─── Data listing
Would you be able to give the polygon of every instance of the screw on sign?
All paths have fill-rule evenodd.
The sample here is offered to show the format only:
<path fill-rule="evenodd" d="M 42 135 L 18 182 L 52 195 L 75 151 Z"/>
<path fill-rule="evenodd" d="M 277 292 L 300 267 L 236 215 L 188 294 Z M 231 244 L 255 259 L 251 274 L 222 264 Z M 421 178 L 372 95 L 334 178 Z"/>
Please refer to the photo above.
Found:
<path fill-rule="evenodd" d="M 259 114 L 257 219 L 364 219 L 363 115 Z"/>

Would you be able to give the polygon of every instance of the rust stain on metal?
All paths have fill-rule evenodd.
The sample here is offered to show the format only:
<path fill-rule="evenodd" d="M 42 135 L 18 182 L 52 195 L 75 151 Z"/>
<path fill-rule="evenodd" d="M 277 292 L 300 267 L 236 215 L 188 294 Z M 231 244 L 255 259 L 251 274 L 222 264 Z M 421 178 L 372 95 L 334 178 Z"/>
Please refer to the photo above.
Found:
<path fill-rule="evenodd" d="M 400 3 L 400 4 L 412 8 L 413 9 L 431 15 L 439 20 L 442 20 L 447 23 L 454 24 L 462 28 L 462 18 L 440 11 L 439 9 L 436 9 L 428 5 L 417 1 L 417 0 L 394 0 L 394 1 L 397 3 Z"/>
──────
Count how many lines of the data above contain the string "Would", treating uppercase and lowercase as different. Give only the number.

● **Response for this exercise**:
2